TO DO:
From the material below, copy out every line that has the word "white" in it.

INFORMATION SUPPLIED:
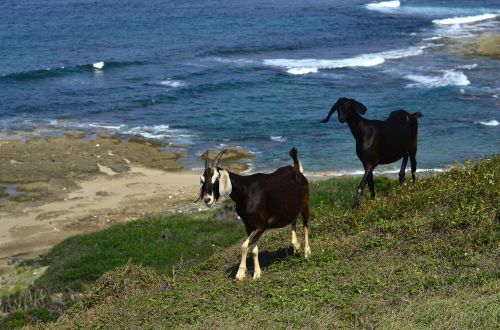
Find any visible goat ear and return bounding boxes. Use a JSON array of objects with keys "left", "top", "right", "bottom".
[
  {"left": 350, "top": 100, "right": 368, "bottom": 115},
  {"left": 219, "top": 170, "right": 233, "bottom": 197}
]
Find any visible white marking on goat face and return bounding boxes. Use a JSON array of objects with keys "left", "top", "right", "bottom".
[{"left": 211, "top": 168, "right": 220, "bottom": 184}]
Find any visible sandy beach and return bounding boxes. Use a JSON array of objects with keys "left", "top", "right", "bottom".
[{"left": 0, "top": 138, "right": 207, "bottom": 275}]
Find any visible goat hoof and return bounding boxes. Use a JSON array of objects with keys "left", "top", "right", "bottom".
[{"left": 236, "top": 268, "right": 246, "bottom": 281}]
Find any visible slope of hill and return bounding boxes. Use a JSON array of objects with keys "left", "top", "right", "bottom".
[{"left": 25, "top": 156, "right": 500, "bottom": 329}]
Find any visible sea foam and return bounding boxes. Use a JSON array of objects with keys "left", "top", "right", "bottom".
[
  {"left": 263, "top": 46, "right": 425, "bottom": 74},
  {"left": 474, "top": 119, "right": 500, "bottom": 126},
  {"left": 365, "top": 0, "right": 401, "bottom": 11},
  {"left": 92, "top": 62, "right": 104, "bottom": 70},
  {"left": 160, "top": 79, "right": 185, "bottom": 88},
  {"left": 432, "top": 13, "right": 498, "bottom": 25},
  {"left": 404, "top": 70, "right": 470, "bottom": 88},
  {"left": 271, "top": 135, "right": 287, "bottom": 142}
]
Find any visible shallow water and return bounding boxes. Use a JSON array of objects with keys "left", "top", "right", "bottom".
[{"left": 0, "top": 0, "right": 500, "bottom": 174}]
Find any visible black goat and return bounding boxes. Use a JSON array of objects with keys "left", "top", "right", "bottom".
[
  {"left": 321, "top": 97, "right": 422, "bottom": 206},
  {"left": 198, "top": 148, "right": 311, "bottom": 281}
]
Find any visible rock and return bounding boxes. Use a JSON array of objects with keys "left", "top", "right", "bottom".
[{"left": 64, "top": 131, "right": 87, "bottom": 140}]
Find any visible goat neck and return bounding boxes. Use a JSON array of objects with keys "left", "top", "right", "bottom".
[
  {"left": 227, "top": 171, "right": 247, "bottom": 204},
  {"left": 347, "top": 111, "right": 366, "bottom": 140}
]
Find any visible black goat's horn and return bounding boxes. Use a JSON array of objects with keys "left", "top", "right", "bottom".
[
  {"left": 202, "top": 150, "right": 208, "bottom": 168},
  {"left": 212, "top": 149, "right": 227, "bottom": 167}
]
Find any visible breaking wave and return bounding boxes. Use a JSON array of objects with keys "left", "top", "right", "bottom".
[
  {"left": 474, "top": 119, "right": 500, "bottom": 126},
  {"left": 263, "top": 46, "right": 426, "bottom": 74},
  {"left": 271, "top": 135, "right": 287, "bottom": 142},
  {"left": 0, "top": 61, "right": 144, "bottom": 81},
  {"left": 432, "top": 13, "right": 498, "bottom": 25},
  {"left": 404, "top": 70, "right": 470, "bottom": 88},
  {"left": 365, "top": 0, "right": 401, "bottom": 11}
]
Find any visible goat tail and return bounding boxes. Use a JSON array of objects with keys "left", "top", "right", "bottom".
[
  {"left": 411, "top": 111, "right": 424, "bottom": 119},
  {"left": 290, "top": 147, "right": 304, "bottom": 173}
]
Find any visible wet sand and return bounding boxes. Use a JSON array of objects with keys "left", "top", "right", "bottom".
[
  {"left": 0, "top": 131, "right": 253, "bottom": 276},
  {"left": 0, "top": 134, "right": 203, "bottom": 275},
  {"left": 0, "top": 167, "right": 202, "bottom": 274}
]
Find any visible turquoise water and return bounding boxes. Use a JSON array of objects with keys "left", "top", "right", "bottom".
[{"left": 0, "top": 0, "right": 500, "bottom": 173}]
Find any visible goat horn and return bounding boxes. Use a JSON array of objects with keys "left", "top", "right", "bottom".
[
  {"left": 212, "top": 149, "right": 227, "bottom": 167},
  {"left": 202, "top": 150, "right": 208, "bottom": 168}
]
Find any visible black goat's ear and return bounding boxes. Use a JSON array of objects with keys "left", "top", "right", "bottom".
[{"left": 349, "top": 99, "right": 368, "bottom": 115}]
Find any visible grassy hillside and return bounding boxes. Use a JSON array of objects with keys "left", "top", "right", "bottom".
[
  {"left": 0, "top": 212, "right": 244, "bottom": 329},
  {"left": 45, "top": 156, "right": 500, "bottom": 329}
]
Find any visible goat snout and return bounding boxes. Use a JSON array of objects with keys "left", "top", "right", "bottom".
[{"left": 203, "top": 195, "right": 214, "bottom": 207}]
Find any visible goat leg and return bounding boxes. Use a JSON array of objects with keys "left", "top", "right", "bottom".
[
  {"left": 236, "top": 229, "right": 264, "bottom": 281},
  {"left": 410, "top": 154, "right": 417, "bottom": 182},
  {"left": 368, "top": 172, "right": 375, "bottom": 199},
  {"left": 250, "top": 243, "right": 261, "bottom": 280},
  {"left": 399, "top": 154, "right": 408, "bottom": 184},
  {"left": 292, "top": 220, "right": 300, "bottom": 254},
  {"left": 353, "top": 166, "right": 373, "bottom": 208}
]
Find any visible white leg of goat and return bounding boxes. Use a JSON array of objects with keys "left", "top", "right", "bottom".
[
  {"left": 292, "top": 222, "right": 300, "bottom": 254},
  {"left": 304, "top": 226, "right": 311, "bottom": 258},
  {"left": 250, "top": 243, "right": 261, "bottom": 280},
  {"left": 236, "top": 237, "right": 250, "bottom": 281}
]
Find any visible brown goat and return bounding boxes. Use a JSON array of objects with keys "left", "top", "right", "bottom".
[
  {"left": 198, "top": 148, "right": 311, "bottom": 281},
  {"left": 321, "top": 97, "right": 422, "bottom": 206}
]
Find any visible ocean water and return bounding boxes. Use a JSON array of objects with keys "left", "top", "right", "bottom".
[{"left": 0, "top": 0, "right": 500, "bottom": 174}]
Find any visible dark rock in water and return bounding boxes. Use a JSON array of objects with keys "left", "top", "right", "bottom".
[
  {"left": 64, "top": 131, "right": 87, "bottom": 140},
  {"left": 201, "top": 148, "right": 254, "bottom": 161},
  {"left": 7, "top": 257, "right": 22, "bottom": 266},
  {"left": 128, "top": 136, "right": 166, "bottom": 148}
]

OUTPUT FOR THIS TASK:
Find any visible white marking on goat face and return bounding boxes. Use a JSON array of objects with keys "left", "top", "right", "bottom".
Find any visible white leg of goat and return bounding boxes. Use a JSON array of objects with keys "left", "top", "right", "bottom".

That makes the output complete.